Dataset entries:
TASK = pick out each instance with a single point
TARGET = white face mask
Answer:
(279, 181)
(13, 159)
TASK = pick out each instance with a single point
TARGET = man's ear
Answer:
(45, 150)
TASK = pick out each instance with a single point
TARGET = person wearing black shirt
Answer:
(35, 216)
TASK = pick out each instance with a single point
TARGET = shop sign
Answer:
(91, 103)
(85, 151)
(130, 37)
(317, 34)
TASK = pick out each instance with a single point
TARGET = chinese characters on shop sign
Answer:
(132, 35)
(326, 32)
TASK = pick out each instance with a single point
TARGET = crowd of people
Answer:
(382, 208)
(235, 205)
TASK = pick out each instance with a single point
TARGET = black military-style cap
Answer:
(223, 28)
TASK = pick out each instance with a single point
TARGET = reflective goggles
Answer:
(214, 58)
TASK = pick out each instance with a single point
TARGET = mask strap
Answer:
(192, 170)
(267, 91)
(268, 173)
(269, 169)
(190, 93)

■ **EXERCISE INSTRUCTIONS**: Copy every record above exactly as it stands.

■ **ANSWER SECTION**:
TASK = pick out each instance with a single point
TARGET = white face mask
Answer:
(279, 181)
(13, 159)
TASK = pick out each instance with a single point
TARGET = man's ear
Answer:
(45, 150)
TASK = pick out each instance with a single point
TARGET = person wearing black shirt
Answer:
(35, 216)
TASK = pick out each instance with a single point
TARGET = shop sign
Answer:
(91, 103)
(85, 151)
(130, 37)
(317, 34)
TASK = pick out each instance with a single point
TARGET = chinese characters on shop sign
Answer:
(132, 35)
(326, 32)
TASK = pick out each instance with a single point
TARGET = crowd of people
Answer:
(382, 208)
(235, 205)
TASK = pick out each instance with a single point
TARGET = black military-style cap
Answer:
(223, 28)
TASK = pick out each instance with a single point
TARGET = reflective goggles
Answer:
(214, 58)
TASK = pick out each instance with a single point
TARGET = mask strap
Answer:
(192, 170)
(267, 91)
(268, 173)
(269, 169)
(190, 93)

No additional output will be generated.